§ **YOUR TASK**
Rewrite all of the records below, replacing "photo" with "image" and leaving everything else unchanged. Leave the pictures out of your answer.

§ **DATA SECTION**
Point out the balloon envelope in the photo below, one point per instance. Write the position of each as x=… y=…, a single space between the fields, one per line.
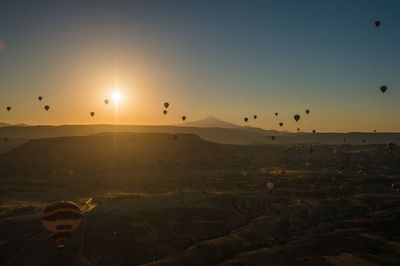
x=60 y=219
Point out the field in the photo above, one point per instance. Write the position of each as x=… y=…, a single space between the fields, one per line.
x=161 y=199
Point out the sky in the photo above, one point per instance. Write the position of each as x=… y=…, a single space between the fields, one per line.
x=227 y=59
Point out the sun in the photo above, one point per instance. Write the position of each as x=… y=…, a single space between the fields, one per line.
x=116 y=96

§ **OUTPUT OF THE EXERCISE**
Point out the balloon envelope in the image below, one point per instance. Write the position of each as x=… y=…, a single space between the fields, one per line.
x=60 y=219
Point out the field in the image above, one point per instance. Write the position of each as x=… y=…, a single space between the fields, one per line.
x=161 y=199
Point out the sky in the image above, one point per instance. Write the position of each as x=… y=…, a single space between the fields, one per line.
x=227 y=59
Point out the sun in the image above, one point per instance. Write the position of each as x=… y=…, a single space between the fields, one per line.
x=116 y=96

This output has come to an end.